DOCUMENT SECTION:
Re: "End of Batch" event

Posted by Eric Dain <er...@gmail.com>.
Sorry for the confusion, I stopped the example before processing the file
from S2.

So in day 2, if we get
S2=[D,E, Z], we will have to remove F and add Z; K = [A,B,D,E,Z]

To elaborate more, A, B and C belong to S1 ( items have field to state
their source). Processing files from S1 should never delete or modify items
belong to S2.

Thanks for the feedback that I should not use Interactive Queries in
SourceTask.

Currently, I'm representing all CSVs records in one KStream (adding source
to each record). But I can represent them as separate KStreams if needed.
Are you suggesting windowing these KStreams with 24 hours window and then
merging them?




On Tue, Jan 31, 2017 at 4:31 PM, Matthias J. Sax <ma...@confluent.io>
wrote:

> Thanks for the update.
>
> What is not clear to me: why do you only need to remove C, but not
> D,E,F, too, as source2 does not deliver any data on day 2?

MATERIAL:
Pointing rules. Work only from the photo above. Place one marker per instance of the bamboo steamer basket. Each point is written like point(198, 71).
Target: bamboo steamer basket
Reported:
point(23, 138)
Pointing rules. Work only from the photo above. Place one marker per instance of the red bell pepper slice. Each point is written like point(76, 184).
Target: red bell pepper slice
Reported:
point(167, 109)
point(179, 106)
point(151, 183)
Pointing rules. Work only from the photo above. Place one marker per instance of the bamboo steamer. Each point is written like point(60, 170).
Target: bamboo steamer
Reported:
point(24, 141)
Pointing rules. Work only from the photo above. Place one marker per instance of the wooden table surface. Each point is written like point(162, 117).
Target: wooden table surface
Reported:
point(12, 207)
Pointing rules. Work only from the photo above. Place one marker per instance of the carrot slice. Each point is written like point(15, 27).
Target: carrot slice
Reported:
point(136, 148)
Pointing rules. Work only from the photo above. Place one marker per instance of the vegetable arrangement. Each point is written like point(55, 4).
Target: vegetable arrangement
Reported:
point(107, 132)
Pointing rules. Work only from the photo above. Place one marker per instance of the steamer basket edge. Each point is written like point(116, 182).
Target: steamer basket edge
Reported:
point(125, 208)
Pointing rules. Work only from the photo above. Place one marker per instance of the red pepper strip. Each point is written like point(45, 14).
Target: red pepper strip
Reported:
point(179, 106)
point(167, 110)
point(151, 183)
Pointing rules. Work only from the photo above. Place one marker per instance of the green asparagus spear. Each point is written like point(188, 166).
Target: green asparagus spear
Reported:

AIM:
Write what follows the last sentence of the mailing-list exchange about the "End of Batch" event above.

FINAL RESULT:
>
> Furhtermore, IQ is designed to be use outside of you Streams code, and
> thus, you should no use it in SourceTask (not sure if this would even be
> possible in the first place).
>
> However, you might be able to exploit joins... Your CSV input is
> KStream, right?
>
>
> -Matthias
>
> On 1/31/17 3:10 PM, Eric Dain wrote:
> > Sorry for not being clear. Let me explain by example. Let's say I have
> two
> > sources S1 and S2. The application that I need to write will load the
> files
> > from these sources every 24 hours. The results will be KTable K.
> >
> > For day 1:
> > S1=[A, B, C]   =>  the result K = [A,B,C]
> >
> > S2=[D,E,F] =>   K will be [A,B,C,D,E,F]
> >
> > For day 2:
> >
> > S1=[A,B] because C is missing I have to remove it from K;  K= [A,B,D,E,F]
> > On the other hand, I will process A and B again in case of updates.
> >
> > In other words, I know how to process existent and new items, I'm not
> sure
> > how to remove items missing from the latest CSV file.
> >
> > If I can use Interactive Queries from inside the SourceTask to get a
> > snapshot of what currently in K for a specific source S, then I can send
> > delete message for the missing items by subtracting latest items in the
> CSV
> > from the items of that source in K.
> >
> > Thanks,
> >
> > On Tue, Jan 31, 2017 at 1:54 PM, Matthias J. Sax <ma...@confluent.io>
> > wrote:
> >
> >> I am not sure if I understand the complete scenario yet.
> >>
> >>> I need to delete all items from that source that
> >>> doesn't exist in the latest CSV file.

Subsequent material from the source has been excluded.